Material for the task START
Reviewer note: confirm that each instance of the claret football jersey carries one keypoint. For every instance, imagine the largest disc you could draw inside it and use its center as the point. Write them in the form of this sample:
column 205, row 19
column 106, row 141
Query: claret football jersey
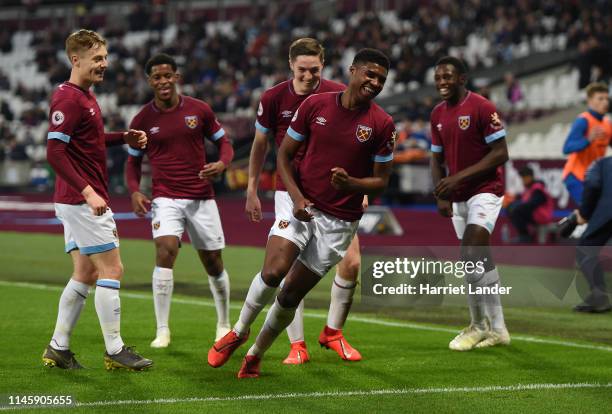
column 276, row 108
column 338, row 137
column 463, row 133
column 175, row 147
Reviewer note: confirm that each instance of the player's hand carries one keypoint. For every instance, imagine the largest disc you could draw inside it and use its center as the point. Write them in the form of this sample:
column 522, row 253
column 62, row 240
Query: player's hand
column 579, row 218
column 253, row 207
column 300, row 210
column 595, row 133
column 96, row 203
column 340, row 178
column 211, row 170
column 135, row 138
column 445, row 187
column 140, row 204
column 365, row 203
column 445, row 208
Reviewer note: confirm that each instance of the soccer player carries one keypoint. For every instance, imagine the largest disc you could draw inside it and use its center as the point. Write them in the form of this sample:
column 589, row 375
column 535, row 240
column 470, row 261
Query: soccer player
column 349, row 152
column 468, row 140
column 183, row 197
column 277, row 106
column 587, row 141
column 76, row 149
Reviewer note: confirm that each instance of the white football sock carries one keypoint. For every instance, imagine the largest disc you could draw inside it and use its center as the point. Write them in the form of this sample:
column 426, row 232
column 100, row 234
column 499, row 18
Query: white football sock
column 259, row 295
column 492, row 303
column 70, row 305
column 475, row 302
column 341, row 299
column 219, row 286
column 108, row 308
column 277, row 320
column 163, row 285
column 295, row 330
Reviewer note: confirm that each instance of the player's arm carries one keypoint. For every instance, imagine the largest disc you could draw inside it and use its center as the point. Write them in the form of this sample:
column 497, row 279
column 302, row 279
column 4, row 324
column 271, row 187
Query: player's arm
column 576, row 139
column 286, row 153
column 438, row 172
column 133, row 174
column 132, row 137
column 494, row 158
column 259, row 149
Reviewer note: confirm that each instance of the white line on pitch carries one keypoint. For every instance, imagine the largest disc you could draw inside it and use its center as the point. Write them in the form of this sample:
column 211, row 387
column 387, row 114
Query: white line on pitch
column 336, row 394
column 371, row 321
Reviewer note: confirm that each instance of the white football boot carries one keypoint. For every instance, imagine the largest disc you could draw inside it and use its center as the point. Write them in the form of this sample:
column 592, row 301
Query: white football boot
column 162, row 340
column 469, row 337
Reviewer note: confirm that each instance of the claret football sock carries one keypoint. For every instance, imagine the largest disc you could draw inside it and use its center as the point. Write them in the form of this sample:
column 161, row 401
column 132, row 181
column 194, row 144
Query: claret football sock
column 259, row 295
column 163, row 285
column 341, row 299
column 108, row 308
column 492, row 302
column 70, row 305
column 220, row 289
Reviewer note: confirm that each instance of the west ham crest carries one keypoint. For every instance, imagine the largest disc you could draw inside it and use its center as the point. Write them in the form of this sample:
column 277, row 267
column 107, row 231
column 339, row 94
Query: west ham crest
column 363, row 133
column 464, row 122
column 191, row 121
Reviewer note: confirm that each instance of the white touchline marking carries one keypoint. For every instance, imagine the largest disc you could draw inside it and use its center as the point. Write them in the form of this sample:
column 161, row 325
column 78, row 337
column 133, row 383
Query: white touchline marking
column 362, row 319
column 356, row 393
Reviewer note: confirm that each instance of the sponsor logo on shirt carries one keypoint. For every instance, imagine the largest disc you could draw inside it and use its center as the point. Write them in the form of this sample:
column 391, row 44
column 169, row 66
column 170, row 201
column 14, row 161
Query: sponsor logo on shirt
column 57, row 118
column 363, row 133
column 464, row 122
column 391, row 142
column 495, row 121
column 191, row 121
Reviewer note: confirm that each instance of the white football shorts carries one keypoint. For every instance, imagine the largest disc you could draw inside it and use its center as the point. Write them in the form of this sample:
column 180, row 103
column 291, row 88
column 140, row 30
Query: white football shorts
column 171, row 217
column 481, row 209
column 83, row 231
column 323, row 241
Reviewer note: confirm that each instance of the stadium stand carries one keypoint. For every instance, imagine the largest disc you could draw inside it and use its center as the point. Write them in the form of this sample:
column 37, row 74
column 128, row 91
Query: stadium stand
column 231, row 51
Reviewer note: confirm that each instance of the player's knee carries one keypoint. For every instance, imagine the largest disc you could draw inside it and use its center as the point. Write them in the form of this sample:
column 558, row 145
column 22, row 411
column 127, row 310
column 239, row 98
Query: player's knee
column 272, row 275
column 289, row 299
column 166, row 255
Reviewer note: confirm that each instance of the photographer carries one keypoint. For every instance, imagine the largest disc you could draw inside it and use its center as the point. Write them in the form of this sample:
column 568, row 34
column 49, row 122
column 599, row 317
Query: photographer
column 596, row 210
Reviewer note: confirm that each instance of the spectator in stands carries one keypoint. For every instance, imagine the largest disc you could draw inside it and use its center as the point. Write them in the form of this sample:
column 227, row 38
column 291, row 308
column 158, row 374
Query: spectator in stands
column 588, row 139
column 596, row 211
column 514, row 94
column 413, row 142
column 534, row 207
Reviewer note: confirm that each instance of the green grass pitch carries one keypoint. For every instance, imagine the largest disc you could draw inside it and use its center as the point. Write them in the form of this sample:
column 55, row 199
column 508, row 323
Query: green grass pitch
column 558, row 361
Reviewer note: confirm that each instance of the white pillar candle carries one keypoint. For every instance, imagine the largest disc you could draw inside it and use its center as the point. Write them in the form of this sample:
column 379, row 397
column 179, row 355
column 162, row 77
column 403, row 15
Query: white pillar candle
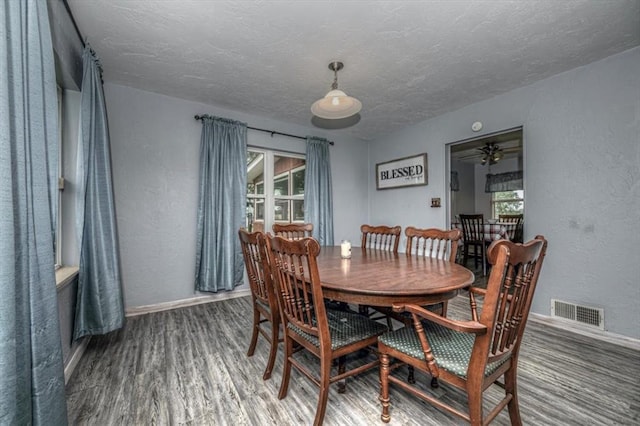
column 345, row 249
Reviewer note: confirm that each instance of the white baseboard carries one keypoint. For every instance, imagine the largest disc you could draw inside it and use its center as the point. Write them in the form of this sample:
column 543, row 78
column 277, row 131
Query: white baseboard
column 198, row 300
column 605, row 336
column 75, row 358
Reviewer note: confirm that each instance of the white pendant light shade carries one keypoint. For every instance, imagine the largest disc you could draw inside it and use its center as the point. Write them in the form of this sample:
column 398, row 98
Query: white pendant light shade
column 336, row 104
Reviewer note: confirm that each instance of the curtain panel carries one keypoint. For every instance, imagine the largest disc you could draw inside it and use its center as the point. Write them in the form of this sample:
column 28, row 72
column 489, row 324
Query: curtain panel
column 318, row 197
column 509, row 181
column 100, row 305
column 31, row 366
column 221, row 204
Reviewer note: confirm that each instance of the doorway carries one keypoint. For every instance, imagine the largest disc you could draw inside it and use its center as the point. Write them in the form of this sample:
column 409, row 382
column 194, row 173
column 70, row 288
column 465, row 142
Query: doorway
column 484, row 173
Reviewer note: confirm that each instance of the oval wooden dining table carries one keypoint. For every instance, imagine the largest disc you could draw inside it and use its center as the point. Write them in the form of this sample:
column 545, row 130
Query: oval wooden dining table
column 380, row 278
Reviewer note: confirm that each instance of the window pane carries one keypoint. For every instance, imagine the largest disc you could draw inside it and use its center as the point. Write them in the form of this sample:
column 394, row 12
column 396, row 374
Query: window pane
column 281, row 185
column 509, row 207
column 298, row 210
column 255, row 215
column 297, row 182
column 281, row 211
column 255, row 173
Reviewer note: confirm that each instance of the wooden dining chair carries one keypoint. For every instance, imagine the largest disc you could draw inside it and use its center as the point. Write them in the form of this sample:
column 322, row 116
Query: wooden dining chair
column 293, row 231
column 470, row 354
column 515, row 232
column 435, row 243
column 327, row 334
column 381, row 237
column 263, row 296
column 473, row 237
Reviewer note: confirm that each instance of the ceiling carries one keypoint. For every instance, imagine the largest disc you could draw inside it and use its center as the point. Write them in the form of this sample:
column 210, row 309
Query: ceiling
column 407, row 61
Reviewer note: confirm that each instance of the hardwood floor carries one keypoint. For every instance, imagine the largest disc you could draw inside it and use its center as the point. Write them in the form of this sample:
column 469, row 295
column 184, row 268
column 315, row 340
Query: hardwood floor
column 189, row 366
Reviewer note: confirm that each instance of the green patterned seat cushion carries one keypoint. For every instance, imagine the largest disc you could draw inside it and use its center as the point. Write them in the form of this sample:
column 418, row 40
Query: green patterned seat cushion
column 344, row 328
column 451, row 349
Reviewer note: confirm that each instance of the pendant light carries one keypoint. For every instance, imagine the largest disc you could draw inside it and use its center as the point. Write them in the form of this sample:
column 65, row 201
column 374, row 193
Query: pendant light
column 336, row 104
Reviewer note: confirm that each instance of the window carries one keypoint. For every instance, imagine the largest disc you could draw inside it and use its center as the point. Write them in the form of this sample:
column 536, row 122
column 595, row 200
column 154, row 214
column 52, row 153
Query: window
column 507, row 202
column 275, row 189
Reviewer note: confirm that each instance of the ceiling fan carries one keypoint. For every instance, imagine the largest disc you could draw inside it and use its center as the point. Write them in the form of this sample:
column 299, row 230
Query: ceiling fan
column 491, row 153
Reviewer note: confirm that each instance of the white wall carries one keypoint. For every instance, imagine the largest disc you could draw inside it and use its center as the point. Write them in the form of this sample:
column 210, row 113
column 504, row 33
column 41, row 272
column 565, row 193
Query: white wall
column 155, row 145
column 582, row 180
column 464, row 200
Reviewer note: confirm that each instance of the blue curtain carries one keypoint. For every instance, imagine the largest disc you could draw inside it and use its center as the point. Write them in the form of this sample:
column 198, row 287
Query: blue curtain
column 221, row 205
column 31, row 370
column 99, row 306
column 318, row 195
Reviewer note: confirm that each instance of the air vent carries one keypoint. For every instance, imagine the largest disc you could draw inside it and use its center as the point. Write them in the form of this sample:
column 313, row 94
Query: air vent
column 593, row 317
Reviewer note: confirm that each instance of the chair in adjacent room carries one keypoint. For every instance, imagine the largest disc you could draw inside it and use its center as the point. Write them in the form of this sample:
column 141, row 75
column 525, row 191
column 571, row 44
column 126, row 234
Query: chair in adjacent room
column 515, row 232
column 472, row 354
column 293, row 231
column 263, row 296
column 381, row 237
column 473, row 238
column 327, row 334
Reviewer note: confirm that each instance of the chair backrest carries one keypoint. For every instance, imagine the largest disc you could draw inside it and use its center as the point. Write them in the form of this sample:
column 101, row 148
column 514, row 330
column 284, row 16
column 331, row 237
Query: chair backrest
column 298, row 287
column 472, row 227
column 256, row 261
column 381, row 237
column 293, row 231
column 432, row 242
column 515, row 229
column 507, row 300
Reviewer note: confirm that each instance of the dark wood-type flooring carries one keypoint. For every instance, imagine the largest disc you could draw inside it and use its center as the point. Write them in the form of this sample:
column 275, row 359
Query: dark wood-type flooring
column 189, row 366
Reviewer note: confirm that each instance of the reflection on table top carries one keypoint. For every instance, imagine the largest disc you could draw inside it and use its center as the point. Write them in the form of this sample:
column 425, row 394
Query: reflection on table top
column 381, row 278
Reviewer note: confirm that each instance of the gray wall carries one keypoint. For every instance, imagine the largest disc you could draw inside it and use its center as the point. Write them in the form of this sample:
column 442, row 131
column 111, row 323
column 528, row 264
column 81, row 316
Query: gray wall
column 155, row 145
column 582, row 180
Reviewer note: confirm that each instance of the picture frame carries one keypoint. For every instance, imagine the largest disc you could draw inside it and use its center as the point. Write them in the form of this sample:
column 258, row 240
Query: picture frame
column 403, row 172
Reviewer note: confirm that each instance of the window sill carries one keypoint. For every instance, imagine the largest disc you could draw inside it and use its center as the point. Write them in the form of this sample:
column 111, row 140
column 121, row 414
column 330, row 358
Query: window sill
column 65, row 275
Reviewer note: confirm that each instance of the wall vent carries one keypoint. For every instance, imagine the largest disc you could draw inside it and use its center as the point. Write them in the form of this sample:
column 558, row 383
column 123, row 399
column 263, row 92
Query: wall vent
column 593, row 317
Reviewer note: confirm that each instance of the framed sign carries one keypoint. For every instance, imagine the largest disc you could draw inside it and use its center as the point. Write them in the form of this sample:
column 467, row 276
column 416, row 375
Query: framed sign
column 408, row 171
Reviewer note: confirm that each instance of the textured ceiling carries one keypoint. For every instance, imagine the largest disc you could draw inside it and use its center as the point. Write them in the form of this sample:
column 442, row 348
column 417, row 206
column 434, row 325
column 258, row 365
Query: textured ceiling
column 407, row 61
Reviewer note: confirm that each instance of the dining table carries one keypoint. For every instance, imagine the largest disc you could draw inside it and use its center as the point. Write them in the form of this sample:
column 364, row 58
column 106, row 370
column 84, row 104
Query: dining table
column 382, row 278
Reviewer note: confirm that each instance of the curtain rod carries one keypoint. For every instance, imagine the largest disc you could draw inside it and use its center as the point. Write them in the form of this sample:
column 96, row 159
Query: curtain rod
column 272, row 132
column 73, row 21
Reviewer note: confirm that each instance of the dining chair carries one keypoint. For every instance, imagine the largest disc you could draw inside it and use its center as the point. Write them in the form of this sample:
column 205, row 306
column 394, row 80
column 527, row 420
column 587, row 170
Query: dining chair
column 325, row 333
column 471, row 354
column 293, row 231
column 434, row 243
column 473, row 237
column 263, row 296
column 381, row 237
column 515, row 232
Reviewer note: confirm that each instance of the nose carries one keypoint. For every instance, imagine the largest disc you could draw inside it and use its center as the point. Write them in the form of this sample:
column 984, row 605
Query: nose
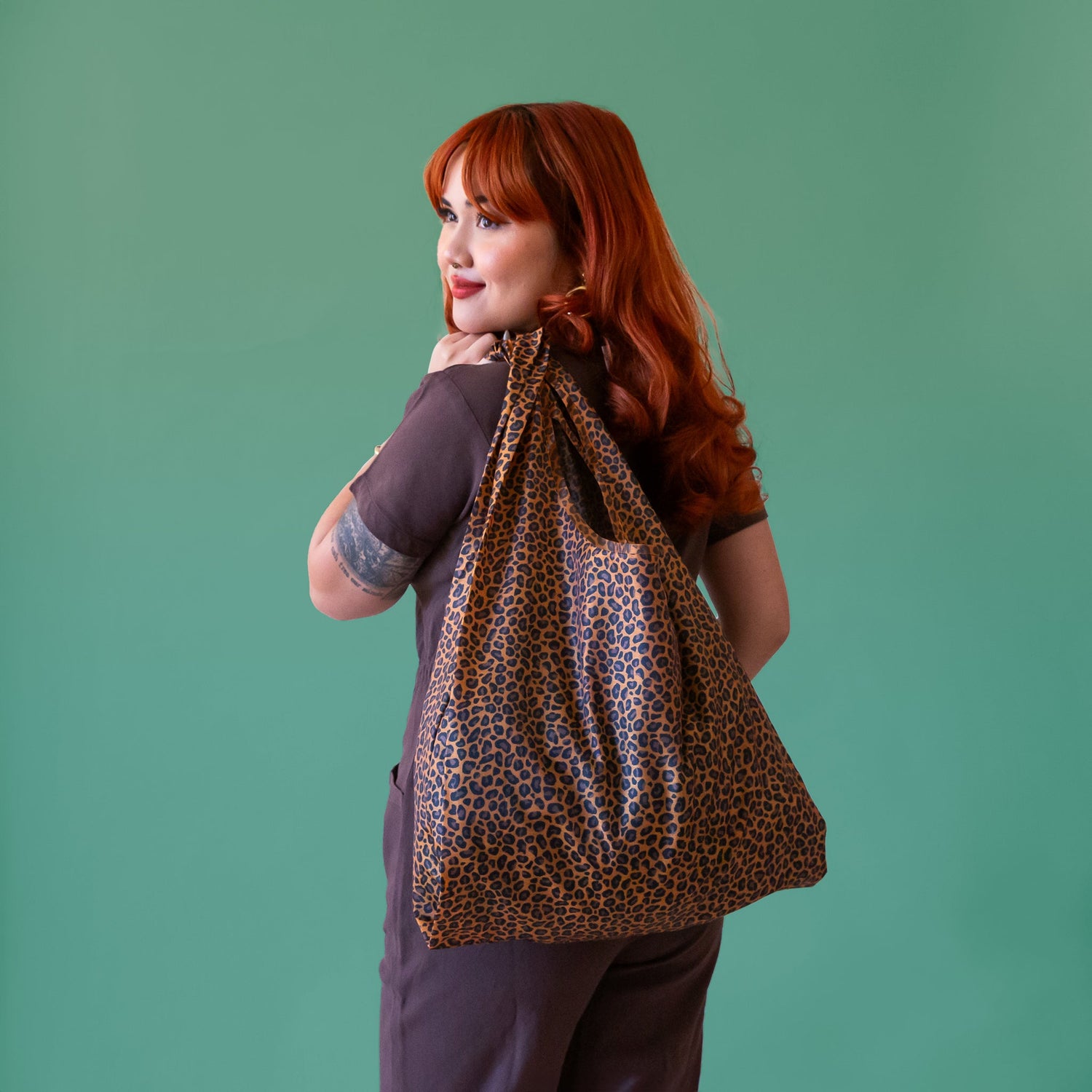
Material for the task END
How to complete this task
Show, from the entries above, every line that includes the string "nose".

Solution for this problem
Reviewer note: confirm that each instance of the nose carries one keypoint. For every instance, imagine the largest disc you could draw inside it and use its center as the point. Write them in the form of this sample:
Query: nose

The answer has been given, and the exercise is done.